## Task
Whenever a line in the entries includes the word "tail", copy that line out.
** Provided material follows **
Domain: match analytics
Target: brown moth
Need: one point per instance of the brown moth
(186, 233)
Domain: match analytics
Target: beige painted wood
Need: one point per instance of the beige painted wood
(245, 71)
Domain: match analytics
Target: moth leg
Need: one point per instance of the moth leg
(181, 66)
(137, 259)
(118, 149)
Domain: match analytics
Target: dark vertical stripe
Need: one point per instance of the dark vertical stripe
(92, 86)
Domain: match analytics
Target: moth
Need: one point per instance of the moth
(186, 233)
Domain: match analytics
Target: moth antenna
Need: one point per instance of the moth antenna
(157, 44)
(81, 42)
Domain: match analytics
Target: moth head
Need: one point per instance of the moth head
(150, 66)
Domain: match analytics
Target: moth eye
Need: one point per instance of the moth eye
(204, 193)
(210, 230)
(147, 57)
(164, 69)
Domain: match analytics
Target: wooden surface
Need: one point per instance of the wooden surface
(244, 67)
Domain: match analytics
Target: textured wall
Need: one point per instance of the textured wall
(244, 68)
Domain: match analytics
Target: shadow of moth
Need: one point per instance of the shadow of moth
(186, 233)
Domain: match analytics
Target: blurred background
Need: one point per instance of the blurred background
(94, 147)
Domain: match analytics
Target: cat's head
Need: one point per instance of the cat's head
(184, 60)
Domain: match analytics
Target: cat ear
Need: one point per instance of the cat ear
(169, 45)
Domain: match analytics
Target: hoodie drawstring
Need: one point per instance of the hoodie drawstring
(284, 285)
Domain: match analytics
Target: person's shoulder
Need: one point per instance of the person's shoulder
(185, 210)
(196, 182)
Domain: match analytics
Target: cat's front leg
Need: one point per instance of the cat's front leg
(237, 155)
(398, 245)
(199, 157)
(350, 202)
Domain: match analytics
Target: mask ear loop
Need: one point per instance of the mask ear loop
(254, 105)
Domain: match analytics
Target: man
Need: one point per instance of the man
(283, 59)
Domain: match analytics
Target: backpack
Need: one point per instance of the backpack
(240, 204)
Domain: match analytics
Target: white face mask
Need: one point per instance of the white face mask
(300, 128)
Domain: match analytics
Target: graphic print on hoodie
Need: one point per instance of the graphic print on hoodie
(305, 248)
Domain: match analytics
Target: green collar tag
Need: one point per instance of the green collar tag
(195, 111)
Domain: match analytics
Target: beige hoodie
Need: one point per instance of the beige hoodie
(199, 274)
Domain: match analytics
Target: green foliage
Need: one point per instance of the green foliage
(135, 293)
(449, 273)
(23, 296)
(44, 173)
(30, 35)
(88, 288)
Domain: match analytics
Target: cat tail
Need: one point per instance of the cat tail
** End of Provided material **
## Reply to the task
Target: cat tail
Need: one point per instance of the cat tail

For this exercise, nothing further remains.